SET PROBLEM:
Extract every line of text from the data below verbatim, leaving out the pictures.

* Begin *

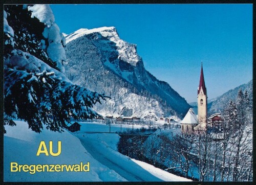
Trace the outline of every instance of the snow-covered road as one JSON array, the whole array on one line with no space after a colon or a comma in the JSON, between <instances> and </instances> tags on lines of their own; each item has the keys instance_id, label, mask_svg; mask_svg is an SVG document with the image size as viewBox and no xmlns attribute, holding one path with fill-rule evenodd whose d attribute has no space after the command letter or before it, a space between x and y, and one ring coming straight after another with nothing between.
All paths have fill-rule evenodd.
<instances>
[{"instance_id":1,"label":"snow-covered road","mask_svg":"<svg viewBox=\"0 0 256 185\"><path fill-rule=\"evenodd\" d=\"M115 171L130 181L162 181L133 161L127 156L115 151L100 138L118 136L116 134L75 134L91 156L102 165ZM93 166L93 164L91 164Z\"/></svg>"}]
</instances>

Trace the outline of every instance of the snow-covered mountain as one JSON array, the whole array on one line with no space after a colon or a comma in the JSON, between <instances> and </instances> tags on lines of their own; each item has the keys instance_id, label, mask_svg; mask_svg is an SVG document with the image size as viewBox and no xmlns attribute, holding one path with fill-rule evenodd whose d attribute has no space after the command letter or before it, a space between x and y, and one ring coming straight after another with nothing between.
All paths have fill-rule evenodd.
<instances>
[{"instance_id":1,"label":"snow-covered mountain","mask_svg":"<svg viewBox=\"0 0 256 185\"><path fill-rule=\"evenodd\" d=\"M145 69L136 45L120 39L115 27L81 29L64 35L66 75L75 84L112 97L95 107L99 113L181 118L189 108L168 83Z\"/></svg>"},{"instance_id":2,"label":"snow-covered mountain","mask_svg":"<svg viewBox=\"0 0 256 185\"><path fill-rule=\"evenodd\" d=\"M214 101L208 103L209 114L210 115L215 113L222 112L225 107L228 105L228 103L230 101L236 100L238 96L238 91L240 89L241 89L243 92L246 90L247 90L250 99L251 100L250 102L252 103L252 80L247 83L240 85L233 89L229 90L223 95L215 98Z\"/></svg>"}]
</instances>

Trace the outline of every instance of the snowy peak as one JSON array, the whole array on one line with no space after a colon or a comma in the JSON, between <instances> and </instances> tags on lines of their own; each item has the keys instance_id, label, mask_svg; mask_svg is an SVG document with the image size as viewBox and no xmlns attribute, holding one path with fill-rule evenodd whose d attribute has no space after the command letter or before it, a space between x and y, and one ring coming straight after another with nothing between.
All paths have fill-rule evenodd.
<instances>
[{"instance_id":1,"label":"snowy peak","mask_svg":"<svg viewBox=\"0 0 256 185\"><path fill-rule=\"evenodd\" d=\"M137 63L141 60L137 53L136 45L121 39L116 28L114 27L104 27L91 30L82 28L66 36L66 42L68 43L86 35L97 33L115 43L118 52L118 59L134 66L136 66ZM97 39L101 39L101 38L99 37ZM105 42L105 39L103 39L102 41Z\"/></svg>"}]
</instances>

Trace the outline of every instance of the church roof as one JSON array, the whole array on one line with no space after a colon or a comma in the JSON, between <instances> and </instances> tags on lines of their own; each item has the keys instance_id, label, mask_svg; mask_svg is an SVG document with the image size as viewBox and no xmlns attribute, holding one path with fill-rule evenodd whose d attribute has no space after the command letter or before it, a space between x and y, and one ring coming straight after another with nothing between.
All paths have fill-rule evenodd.
<instances>
[{"instance_id":1,"label":"church roof","mask_svg":"<svg viewBox=\"0 0 256 185\"><path fill-rule=\"evenodd\" d=\"M195 124L198 123L197 115L193 112L192 108L189 108L189 110L188 110L187 114L180 123L184 124Z\"/></svg>"},{"instance_id":2,"label":"church roof","mask_svg":"<svg viewBox=\"0 0 256 185\"><path fill-rule=\"evenodd\" d=\"M200 81L199 82L199 87L198 87L198 90L197 91L197 94L199 94L199 92L201 89L201 87L203 89L203 91L204 94L206 95L206 87L205 87L205 84L204 83L204 72L203 71L203 64L202 63L201 67L201 75L200 75Z\"/></svg>"}]
</instances>

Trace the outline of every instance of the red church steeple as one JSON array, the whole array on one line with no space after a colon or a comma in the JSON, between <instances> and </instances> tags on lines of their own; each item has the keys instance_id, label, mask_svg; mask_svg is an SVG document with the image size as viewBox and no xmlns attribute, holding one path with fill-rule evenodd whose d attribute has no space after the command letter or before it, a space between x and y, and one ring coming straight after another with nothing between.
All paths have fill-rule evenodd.
<instances>
[{"instance_id":1,"label":"red church steeple","mask_svg":"<svg viewBox=\"0 0 256 185\"><path fill-rule=\"evenodd\" d=\"M203 63L202 63L201 67L200 81L199 82L199 87L198 87L198 90L197 91L198 95L199 94L201 87L203 89L203 91L204 92L204 94L207 96L206 87L205 87L205 84L204 83L204 72L203 72Z\"/></svg>"}]
</instances>

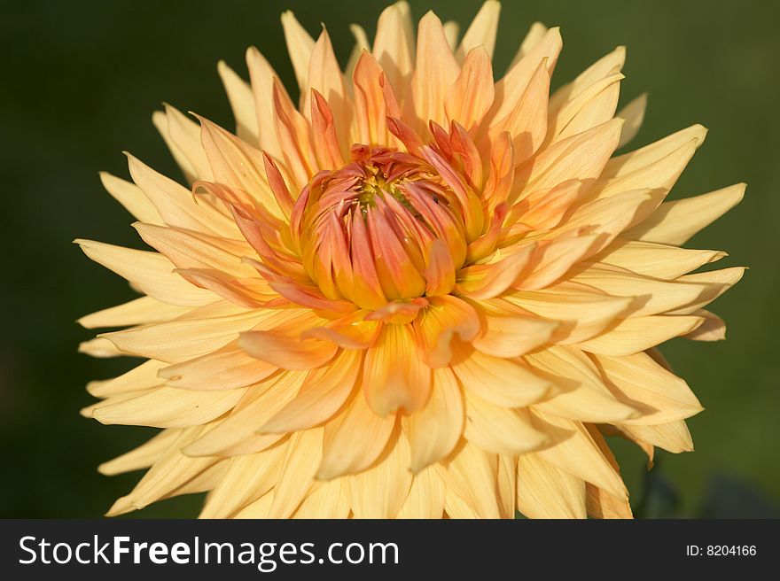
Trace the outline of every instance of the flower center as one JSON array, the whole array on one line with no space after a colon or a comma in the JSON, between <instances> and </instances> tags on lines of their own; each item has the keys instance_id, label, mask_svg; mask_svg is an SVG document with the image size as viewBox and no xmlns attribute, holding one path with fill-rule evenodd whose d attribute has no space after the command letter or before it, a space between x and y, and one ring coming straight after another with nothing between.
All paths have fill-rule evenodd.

* End *

ANSWER TO THIS TASK:
Trace the outline of every instance of the snow-covered road as one JSON array, the whole array on one line with no space after a colon or a comma in the JSON, between <instances> and </instances> tags on lines of their own; each item has the keys instance_id, label, mask_svg; mask_svg is an SVG document with the image size as viewBox and no xmlns attribute, holding one path with fill-rule evenodd whose d attribute has no space after the command letter or before it, a space between x and y, and one ring coming straight after another with nothing between.
All paths have fill-rule evenodd.
<instances>
[{"instance_id":1,"label":"snow-covered road","mask_svg":"<svg viewBox=\"0 0 256 185\"><path fill-rule=\"evenodd\" d=\"M115 171L130 181L162 181L133 161L127 156L115 151L100 138L118 136L116 134L75 134L91 156L102 165ZM93 166L93 164L91 164Z\"/></svg>"}]
</instances>

Trace the outline of every instance of the snow-covered mountain as one JSON array, the whole array on one line with no space after a colon or a comma in the JSON, between <instances> and </instances> tags on lines of their own; each item has the keys instance_id, label, mask_svg; mask_svg is an SVG document with the image size as viewBox and no xmlns attribute, holding one path with fill-rule evenodd whose d attribute has no space after the command letter or before it, a space between x and y, and one ring coming straight after another with nothing between.
All paths have fill-rule evenodd.
<instances>
[{"instance_id":1,"label":"snow-covered mountain","mask_svg":"<svg viewBox=\"0 0 256 185\"><path fill-rule=\"evenodd\" d=\"M145 69L136 45L120 39L115 27L81 29L64 35L66 75L75 84L112 97L95 107L99 113L181 118L189 108L168 83Z\"/></svg>"},{"instance_id":2,"label":"snow-covered mountain","mask_svg":"<svg viewBox=\"0 0 256 185\"><path fill-rule=\"evenodd\" d=\"M214 101L208 103L209 114L210 115L215 113L222 112L225 107L228 105L228 103L230 101L236 100L238 96L238 91L240 89L241 89L243 92L246 90L247 90L250 99L251 100L250 102L252 103L252 80L247 83L240 85L233 89L229 90L223 95L215 98Z\"/></svg>"}]
</instances>

Trace the outline of every instance of the snowy peak as one JSON array, the whole array on one line with no space after a colon or a comma in the JSON, between <instances> and </instances> tags on lines of their own; each item has the keys instance_id, label, mask_svg; mask_svg is an SVG document with the image size as viewBox and no xmlns attribute, holding one path with fill-rule evenodd whose d attribute has no space after the command letter or before it, a space between x and y, and one ring coming straight after another with nothing between.
All paths have fill-rule evenodd.
<instances>
[{"instance_id":1,"label":"snowy peak","mask_svg":"<svg viewBox=\"0 0 256 185\"><path fill-rule=\"evenodd\" d=\"M137 63L141 60L137 53L136 45L121 39L116 28L114 27L104 27L91 30L82 28L66 36L66 42L68 43L86 35L97 33L115 43L118 52L118 59L134 66L136 66ZM97 39L101 39L101 38L99 37ZM105 42L105 39L103 39L102 41Z\"/></svg>"}]
</instances>

Trace the outline of every instance of the church roof as one JSON array, the whole array on one line with no space after a colon or a comma in the JSON, between <instances> and </instances> tags on lines of their own; each item has the keys instance_id, label, mask_svg; mask_svg is an SVG document with the image size as viewBox and no xmlns attribute, holding one path with fill-rule evenodd whose d attribute has no space after the command letter or before it, a space between x and y, and one ring coming straight after another with nothing between.
All paths have fill-rule evenodd.
<instances>
[{"instance_id":1,"label":"church roof","mask_svg":"<svg viewBox=\"0 0 256 185\"><path fill-rule=\"evenodd\" d=\"M195 124L198 123L197 115L193 112L192 108L189 108L189 110L188 110L187 114L180 123L184 124Z\"/></svg>"},{"instance_id":2,"label":"church roof","mask_svg":"<svg viewBox=\"0 0 256 185\"><path fill-rule=\"evenodd\" d=\"M200 81L199 82L199 87L198 87L198 90L197 91L197 94L199 94L199 92L201 89L201 87L203 89L203 91L204 94L206 95L206 87L205 87L205 84L204 83L204 72L203 71L203 64L202 63L201 67L201 75L200 75Z\"/></svg>"}]
</instances>

Trace the outline of every instance of the red church steeple as one JSON array, the whole array on one line with no space after a colon or a comma in the JSON, between <instances> and </instances> tags on lines of their own; each item has the keys instance_id, label, mask_svg; mask_svg is an SVG document with the image size as viewBox and no xmlns attribute, holding one path with fill-rule evenodd whose d attribute has no space after the command letter or before it, a space between x and y, and one ring coming straight after another with nothing between.
All paths have fill-rule evenodd.
<instances>
[{"instance_id":1,"label":"red church steeple","mask_svg":"<svg viewBox=\"0 0 256 185\"><path fill-rule=\"evenodd\" d=\"M203 63L202 63L201 67L200 81L199 82L199 87L198 87L198 90L197 91L198 95L199 94L201 87L203 89L203 91L204 92L204 94L207 96L206 87L205 87L205 84L204 83L204 72L203 72Z\"/></svg>"}]
</instances>

Trace the outline of every instance of the flower center as one JSON array, the whole array on one line with no space after a colon or a comma in the JSON, between <instances> and </instances> tags on lines of their own; each item has the keys instance_id, label, mask_svg; mask_svg is an SVG document with the image size as viewBox and no xmlns attribute, holding one path with fill-rule evenodd whose d attribute has no space after the command letter or before it, a space between x and y, and one ring coming straight after another with nothing between.
All paths have fill-rule evenodd.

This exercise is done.